[Source records]
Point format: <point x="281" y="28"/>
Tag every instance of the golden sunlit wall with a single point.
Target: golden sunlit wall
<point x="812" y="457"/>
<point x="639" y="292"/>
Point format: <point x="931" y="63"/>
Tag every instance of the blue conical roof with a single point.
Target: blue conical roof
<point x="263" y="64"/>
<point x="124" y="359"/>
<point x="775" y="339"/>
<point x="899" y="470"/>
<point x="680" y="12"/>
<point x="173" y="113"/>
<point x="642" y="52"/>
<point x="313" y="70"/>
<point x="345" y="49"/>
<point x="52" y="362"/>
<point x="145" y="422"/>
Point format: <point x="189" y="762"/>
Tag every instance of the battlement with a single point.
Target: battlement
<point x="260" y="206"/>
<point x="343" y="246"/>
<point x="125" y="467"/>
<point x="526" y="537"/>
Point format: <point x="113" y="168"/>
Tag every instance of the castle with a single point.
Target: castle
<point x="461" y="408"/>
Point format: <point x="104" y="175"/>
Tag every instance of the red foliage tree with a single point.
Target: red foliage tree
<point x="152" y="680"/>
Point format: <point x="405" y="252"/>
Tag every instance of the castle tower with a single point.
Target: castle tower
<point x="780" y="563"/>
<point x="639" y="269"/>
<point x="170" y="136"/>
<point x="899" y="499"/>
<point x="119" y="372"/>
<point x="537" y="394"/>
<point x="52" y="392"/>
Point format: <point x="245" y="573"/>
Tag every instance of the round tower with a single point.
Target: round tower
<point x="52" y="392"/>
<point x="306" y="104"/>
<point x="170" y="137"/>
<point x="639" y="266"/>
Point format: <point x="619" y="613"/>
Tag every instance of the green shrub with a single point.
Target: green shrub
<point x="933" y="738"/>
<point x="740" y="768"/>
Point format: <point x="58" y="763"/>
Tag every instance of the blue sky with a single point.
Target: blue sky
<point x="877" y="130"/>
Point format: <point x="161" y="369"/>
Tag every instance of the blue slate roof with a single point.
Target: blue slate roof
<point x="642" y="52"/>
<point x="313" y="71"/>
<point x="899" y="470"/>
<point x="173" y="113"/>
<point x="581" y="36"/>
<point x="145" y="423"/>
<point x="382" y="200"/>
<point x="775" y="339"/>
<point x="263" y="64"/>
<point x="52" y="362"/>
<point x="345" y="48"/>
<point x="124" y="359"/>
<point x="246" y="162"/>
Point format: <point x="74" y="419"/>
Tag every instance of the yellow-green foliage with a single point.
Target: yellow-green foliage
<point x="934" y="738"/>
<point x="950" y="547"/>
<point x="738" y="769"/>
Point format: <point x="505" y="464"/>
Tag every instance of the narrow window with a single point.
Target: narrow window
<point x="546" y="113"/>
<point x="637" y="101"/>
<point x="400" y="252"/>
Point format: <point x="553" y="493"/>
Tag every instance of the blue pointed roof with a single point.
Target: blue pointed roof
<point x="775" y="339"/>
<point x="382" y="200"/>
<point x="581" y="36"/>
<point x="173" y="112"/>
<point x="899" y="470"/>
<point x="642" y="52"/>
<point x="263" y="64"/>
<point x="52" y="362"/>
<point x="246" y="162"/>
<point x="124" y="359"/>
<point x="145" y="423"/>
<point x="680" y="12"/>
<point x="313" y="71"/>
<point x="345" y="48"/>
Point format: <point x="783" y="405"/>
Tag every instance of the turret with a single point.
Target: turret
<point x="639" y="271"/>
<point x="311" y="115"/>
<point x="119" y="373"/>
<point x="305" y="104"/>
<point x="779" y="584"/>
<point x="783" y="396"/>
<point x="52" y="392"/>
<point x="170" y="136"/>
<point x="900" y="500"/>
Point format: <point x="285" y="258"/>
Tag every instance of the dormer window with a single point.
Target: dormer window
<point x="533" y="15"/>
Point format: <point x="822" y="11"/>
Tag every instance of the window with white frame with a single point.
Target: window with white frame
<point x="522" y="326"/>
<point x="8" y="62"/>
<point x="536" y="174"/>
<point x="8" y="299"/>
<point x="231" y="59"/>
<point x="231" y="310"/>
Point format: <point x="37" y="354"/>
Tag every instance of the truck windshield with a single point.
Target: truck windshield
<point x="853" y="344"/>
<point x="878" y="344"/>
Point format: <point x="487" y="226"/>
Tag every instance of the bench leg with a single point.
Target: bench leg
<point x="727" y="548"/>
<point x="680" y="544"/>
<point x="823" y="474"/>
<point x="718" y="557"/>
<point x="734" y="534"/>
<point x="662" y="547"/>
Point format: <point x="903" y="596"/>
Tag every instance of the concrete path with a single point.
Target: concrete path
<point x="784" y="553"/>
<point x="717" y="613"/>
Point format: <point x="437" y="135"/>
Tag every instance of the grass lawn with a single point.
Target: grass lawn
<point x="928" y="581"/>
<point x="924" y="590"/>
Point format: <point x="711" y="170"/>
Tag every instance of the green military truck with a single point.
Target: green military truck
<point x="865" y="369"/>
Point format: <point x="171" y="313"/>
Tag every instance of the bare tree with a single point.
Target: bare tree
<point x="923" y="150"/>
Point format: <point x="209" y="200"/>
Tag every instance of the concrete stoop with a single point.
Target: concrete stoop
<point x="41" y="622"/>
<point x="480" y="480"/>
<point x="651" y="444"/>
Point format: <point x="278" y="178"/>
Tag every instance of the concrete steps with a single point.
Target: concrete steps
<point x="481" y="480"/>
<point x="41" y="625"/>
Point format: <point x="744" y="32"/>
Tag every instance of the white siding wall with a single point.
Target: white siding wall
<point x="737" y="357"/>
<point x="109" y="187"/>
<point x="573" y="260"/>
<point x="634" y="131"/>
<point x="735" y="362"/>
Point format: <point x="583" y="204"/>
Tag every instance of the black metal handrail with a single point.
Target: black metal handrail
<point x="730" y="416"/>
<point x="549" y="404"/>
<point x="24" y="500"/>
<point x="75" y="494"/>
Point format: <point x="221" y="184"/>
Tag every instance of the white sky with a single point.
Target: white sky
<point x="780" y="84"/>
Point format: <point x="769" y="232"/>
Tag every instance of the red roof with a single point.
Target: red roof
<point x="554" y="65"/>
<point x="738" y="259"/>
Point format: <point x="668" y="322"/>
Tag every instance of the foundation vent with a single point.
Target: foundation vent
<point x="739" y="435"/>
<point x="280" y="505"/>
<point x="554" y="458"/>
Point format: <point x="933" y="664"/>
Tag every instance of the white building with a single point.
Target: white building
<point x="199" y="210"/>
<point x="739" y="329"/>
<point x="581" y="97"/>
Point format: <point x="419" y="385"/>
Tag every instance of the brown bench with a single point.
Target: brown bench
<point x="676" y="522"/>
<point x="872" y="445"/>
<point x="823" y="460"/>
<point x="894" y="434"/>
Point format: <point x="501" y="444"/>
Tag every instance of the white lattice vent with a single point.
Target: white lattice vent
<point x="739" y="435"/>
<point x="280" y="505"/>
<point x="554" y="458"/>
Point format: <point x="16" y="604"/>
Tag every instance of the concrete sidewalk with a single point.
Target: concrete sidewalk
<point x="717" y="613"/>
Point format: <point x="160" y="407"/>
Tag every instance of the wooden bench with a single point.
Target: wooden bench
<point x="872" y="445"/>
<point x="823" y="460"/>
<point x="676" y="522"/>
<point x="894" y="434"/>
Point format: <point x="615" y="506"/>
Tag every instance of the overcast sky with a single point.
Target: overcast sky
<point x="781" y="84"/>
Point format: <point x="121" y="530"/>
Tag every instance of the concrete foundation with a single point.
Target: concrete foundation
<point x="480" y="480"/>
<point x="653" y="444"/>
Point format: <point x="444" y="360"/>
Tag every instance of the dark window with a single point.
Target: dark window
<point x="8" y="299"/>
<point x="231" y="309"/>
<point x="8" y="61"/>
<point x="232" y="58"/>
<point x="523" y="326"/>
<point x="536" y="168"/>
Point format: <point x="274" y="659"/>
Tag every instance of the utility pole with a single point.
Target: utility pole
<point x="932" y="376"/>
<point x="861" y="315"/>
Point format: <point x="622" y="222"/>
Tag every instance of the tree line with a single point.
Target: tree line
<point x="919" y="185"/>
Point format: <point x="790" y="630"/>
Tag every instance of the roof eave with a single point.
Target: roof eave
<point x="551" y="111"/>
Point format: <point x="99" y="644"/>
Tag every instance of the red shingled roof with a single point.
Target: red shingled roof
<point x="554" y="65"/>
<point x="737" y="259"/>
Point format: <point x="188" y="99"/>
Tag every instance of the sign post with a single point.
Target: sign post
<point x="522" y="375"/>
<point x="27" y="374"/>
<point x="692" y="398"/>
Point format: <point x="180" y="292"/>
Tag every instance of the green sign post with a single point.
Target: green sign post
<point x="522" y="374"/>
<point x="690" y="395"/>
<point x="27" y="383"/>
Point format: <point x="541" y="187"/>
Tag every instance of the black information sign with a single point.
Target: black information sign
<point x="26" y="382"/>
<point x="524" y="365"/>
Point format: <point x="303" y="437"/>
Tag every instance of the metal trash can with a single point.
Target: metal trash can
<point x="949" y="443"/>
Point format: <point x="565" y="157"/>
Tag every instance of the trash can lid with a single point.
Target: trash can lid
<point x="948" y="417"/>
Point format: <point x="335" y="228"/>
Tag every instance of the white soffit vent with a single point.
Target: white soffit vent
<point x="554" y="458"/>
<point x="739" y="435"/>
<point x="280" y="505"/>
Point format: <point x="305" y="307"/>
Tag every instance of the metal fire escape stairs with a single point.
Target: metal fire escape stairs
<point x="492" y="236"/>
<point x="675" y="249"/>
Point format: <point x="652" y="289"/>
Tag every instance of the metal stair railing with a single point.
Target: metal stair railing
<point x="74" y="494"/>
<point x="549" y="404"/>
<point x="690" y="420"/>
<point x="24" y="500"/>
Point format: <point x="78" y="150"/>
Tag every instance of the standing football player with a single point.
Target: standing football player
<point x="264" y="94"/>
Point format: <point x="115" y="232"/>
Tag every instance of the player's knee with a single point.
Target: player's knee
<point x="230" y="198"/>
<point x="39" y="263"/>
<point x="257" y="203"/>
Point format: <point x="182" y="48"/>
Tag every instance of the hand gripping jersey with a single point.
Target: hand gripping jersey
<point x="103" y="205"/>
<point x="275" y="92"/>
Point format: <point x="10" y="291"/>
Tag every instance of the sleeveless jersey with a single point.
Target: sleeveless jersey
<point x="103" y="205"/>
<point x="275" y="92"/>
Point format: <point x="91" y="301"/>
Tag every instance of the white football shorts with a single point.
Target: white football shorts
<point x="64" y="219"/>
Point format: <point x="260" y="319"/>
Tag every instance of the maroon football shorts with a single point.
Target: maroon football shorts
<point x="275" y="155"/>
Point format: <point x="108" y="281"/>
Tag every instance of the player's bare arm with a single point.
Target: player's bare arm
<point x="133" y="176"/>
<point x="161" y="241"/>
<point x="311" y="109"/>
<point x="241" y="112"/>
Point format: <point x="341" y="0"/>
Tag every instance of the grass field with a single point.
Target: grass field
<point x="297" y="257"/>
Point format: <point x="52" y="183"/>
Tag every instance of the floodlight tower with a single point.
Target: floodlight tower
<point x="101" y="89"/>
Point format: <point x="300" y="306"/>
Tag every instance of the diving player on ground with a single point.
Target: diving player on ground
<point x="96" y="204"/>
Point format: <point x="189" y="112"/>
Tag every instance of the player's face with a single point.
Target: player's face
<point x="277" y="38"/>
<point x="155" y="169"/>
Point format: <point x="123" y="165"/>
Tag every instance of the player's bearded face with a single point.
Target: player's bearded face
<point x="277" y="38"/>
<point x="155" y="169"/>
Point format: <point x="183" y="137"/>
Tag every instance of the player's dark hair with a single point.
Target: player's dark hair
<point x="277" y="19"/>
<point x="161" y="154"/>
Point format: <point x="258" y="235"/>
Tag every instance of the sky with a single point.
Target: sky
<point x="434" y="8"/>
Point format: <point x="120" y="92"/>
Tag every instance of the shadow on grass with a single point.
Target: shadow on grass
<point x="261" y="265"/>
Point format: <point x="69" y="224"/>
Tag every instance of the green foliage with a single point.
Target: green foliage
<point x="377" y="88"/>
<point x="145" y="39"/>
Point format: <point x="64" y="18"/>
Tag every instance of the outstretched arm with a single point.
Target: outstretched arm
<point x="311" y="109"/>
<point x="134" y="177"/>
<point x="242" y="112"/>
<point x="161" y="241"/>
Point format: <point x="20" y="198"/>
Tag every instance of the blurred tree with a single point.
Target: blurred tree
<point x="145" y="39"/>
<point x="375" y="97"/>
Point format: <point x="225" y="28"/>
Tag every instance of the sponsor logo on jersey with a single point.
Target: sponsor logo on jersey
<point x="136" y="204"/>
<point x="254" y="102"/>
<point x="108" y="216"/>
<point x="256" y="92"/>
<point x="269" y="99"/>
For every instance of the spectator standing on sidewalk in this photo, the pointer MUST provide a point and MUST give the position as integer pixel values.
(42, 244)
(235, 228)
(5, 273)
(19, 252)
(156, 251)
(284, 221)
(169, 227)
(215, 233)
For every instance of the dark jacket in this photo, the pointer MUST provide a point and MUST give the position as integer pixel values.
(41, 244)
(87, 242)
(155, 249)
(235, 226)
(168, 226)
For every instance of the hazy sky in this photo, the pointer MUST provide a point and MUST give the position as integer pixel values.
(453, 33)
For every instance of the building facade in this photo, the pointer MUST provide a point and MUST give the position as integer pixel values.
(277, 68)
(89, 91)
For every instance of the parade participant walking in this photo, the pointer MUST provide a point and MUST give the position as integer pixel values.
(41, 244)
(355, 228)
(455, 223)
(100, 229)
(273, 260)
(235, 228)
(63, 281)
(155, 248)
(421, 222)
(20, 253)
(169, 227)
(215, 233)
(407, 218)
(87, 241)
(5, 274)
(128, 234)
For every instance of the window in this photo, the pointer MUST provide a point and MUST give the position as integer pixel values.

• Exercise directions:
Repeat only the stretch of lines that opens with the line containing "For every instance of the building" and closes with the final line of the entries, both included, exactly as written.

• Answer for this exercise:
For every instance of the building facade in this photo, the pointer MUST provide a point and MUST give the position as integer pixel values.
(277, 68)
(89, 91)
For every instance of the parade participant walking in this photo, the pointer MUST provide a point and MUST give the position as integer pixel values.
(41, 244)
(355, 228)
(455, 223)
(100, 229)
(273, 260)
(235, 228)
(63, 281)
(155, 248)
(421, 222)
(20, 253)
(169, 227)
(215, 233)
(407, 218)
(87, 241)
(5, 274)
(128, 234)
For every instance of the window in this photo, the pointer MUST provide a point and MUST give the position as integer pixel values.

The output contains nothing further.